● Goal of the exercise:
Can you recast every one of the rows below as a numbered list, skipping any blank lines and leaving the pictures out of your answer?
## START Records provided
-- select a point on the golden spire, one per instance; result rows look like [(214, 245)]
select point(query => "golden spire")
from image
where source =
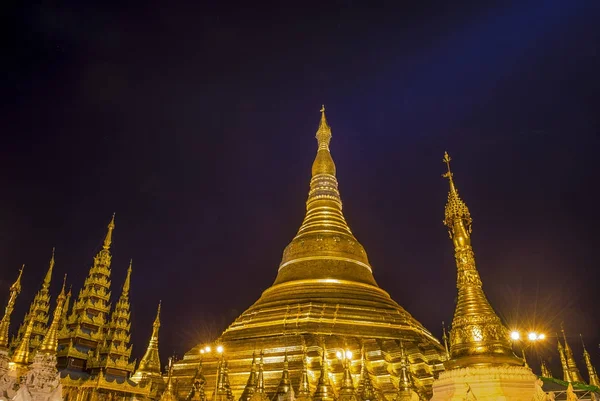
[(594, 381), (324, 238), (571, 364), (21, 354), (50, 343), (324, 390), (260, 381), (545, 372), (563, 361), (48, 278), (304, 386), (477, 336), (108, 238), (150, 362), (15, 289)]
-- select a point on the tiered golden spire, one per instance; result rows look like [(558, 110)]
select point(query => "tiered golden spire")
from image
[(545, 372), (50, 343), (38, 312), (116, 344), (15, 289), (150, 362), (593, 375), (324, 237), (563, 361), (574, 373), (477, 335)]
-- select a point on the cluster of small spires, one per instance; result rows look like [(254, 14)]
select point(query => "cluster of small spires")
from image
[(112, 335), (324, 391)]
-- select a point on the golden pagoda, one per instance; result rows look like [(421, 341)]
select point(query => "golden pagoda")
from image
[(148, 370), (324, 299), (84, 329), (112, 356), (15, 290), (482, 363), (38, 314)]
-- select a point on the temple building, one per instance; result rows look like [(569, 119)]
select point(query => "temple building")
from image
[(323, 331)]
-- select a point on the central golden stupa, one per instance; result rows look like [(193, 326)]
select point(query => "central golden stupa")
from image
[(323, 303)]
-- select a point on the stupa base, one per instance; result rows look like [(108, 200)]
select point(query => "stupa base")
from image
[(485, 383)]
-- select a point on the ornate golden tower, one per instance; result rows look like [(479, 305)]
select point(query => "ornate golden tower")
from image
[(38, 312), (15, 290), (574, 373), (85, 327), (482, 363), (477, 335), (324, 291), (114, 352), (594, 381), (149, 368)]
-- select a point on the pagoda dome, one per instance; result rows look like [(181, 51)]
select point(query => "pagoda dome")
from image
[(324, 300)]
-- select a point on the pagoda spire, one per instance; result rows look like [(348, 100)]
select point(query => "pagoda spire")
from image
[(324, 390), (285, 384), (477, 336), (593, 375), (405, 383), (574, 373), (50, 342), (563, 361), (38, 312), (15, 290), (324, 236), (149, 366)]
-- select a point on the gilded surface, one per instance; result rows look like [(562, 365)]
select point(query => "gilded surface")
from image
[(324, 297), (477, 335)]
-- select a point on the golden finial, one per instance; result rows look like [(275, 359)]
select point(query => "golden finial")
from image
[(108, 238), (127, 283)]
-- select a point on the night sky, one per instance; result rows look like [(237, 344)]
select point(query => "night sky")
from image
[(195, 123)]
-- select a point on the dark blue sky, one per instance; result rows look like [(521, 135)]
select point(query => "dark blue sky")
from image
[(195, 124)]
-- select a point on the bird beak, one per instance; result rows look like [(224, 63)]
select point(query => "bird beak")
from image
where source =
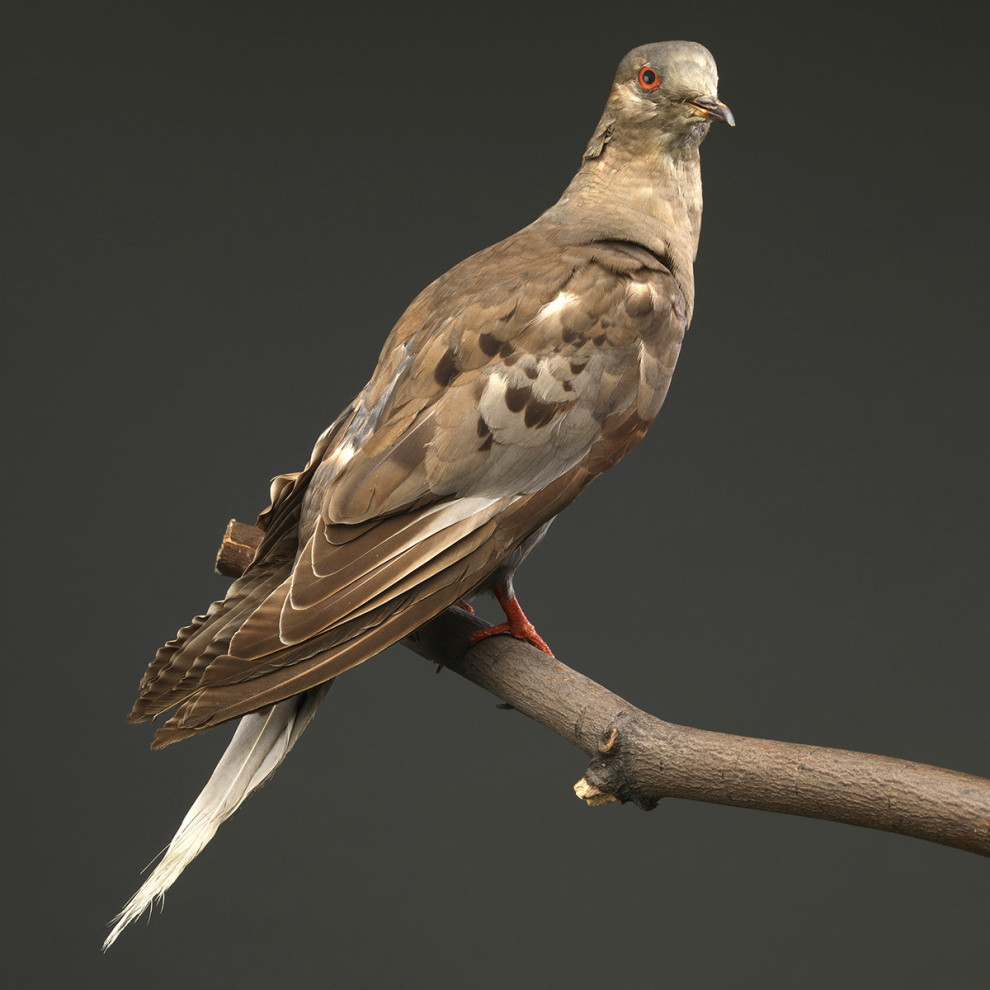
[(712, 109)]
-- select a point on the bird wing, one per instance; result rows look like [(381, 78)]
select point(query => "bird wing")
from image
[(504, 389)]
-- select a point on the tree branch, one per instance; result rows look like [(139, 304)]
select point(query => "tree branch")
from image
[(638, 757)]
## END Records provided
● Task response:
1. -- select a point on the golden spire, one per instance; result rows look like [(214, 245)]
2. select point(query => "golden spire")
3. from image
4. where source =
5. [(594, 381), (324, 238), (571, 364), (21, 354), (50, 343), (324, 390), (260, 381), (545, 372), (563, 361), (48, 278), (304, 386), (477, 336), (108, 238), (150, 362), (15, 289)]
6. -- select a point on the tiered golden spire, one per instance; result rows look like [(558, 110)]
7. select point(query => "tiered golden spire")
8. from image
9. [(545, 372), (50, 343), (38, 312), (116, 344), (15, 289), (150, 362), (593, 375), (324, 237), (563, 361), (574, 373), (477, 335)]
10. -- select a point on the cluster of small spires, one per instance; result rows look like [(254, 14)]
11. select point(query => "cluster of small spires")
12. from image
13. [(112, 335), (324, 391)]
14. -- select a point on the golden pagoda, one per instance; result rows look like [(421, 341)]
15. select point(query => "golden pagoda")
16. from image
17. [(148, 370), (324, 299), (84, 329), (112, 356), (15, 290), (482, 363), (38, 314)]
18. -- select a point on the temple building, one per instance; result rows look like [(569, 119)]
19. select point(query => "temple building")
20. from image
21. [(323, 331)]
22. -- select a point on the central golden stupa, one per instance; result rows look like [(193, 326)]
23. select point(query => "central golden stupa")
24. from image
25. [(323, 303)]
26. -- select a point on the stupa base, one per instance; result rows look like [(108, 200)]
27. select point(query => "stupa base")
28. from image
29. [(485, 383)]
30. -- select a point on the ornate golden tower, one per instance; result rows look like [(479, 305)]
31. select point(query => "ornate golden tower")
32. from image
33. [(38, 312), (15, 290), (574, 373), (85, 327), (482, 363), (477, 335), (324, 291), (114, 352), (594, 381), (149, 368)]
34. -- select a point on the pagoda dome, one per instance; result rows look like [(181, 51)]
35. select point(query => "pagoda dome")
36. from image
37. [(324, 300)]
38. -- select a point on the pagoda spire, one per instance; result rows look like [(348, 100)]
39. select point(query => "pagoda spire")
40. from image
41. [(324, 390), (285, 384), (477, 336), (593, 375), (405, 383), (574, 373), (50, 342), (563, 361), (38, 312), (15, 290), (324, 236), (149, 366)]
42. -- select a point on the gilded surface, one per instance; result rows look like [(562, 365)]
43. select point(query => "gilded surface")
44. from image
45. [(324, 297), (477, 335)]
46. -- select a point on the golden finial, one per instance; result rows look like [(275, 359)]
47. select point(query => "golden finial")
48. from image
49. [(108, 238), (127, 283)]
50. -- select a point on the night sky, one per instance; result rows look like [(237, 344)]
51. select point(query => "night sky")
52. from image
53. [(195, 123)]
54. -- select a point on the dark blue sky, one per instance; result rows look like [(521, 135)]
55. select point(query => "dark blue sky")
56. from image
57. [(195, 124)]
58. -- select a point on the bird beak, one per instance; result rows look like [(224, 63)]
59. select point(query => "bird beak")
60. from image
61. where source =
62. [(712, 109)]
63. -- select a point on the bird wing, one per instance; result rows look like [(381, 78)]
64. select point(query => "bird wing")
65. from image
66. [(504, 389)]
67. -- select a point on the tree branch, one per instance; result rows look like [(139, 304)]
68. select point(query => "tree branch")
69. from image
70. [(638, 757)]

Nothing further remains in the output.